TO BE DONE:
Answer these from the biography of Wilmer Amina Carter:
(a) Where did Carter spend her childhood years?
(b) For how many years did she serve on the Rialto Board of Education?
(c) What degrees did she earn from California State University, San Bernardino?

READING PASSAGE:
○ ○ ○ ○ ○ ○ ○
Wilmer Amina Carter (born July 19, 1941) is an American politician who served in the California State Assembly. She is a Democrat.

Pre-legislative career and personal
Wilmer Amina Carter comes from a large, extended family and spent her childhood years on a farm in Mississippi before moving to San Bernardino.

Carter served 16 years on the Rialto Board of Education from 1983 through 1999. For 23 years from 1973 until 1996, she was a staff member for Congressman George Brown, Jr. One of her jobs was District director. She also coordinated legislative and community relations for Cal State San Bernardino.

A high school in Rialto is named after her. Wilmer Amina Carter High School is the first high school in the Inland Empire named after a living African-American woman.

Assembly member Carter graduated from San Bernardino High School and San Bernardino Valley College, and earned a bachelor's degree in English and a master's degree in education from California State University, San Bernardino.

Legislative history
During her tenure, Assembly Member Carter has created, co-authored and supported laws that improve health, safety, transportation, jobs, housing and education for the citizens of the 62nd District and California.
○ ○ ○ ○ ○ ○ ○
LISTED ENTRIES:
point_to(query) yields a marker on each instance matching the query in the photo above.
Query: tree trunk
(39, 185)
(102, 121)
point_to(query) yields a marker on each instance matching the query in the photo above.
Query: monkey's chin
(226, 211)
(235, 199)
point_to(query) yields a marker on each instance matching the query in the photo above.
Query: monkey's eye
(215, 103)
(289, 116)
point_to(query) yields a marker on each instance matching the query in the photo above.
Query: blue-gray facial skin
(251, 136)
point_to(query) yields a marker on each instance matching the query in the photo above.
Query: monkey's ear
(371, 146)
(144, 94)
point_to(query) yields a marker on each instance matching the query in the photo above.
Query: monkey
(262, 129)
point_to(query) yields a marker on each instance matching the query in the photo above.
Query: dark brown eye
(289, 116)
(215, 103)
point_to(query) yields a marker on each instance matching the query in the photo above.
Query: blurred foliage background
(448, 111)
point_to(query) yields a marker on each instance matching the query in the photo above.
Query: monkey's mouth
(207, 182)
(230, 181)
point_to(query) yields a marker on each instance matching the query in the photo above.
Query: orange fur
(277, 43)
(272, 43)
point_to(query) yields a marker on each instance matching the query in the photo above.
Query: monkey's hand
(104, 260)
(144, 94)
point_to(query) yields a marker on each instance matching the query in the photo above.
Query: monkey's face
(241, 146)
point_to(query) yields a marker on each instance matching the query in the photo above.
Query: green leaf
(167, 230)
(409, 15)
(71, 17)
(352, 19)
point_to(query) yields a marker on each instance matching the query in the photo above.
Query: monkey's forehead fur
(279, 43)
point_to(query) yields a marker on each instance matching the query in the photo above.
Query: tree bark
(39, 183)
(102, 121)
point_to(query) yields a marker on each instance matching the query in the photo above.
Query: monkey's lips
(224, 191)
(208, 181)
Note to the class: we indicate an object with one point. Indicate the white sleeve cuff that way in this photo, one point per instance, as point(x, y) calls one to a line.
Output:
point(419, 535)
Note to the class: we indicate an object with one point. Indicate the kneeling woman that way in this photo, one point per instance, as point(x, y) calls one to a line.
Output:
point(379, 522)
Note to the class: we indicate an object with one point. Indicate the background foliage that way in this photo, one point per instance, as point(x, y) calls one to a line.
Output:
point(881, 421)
○ ○ ○ ○ ○ ○ ○
COMPLETED TASK:
(a) On a farm in Mississippi.
(b) 16 years, from 1983 through 1999.
(c) A bachelor's degree in English and a master's degree in education.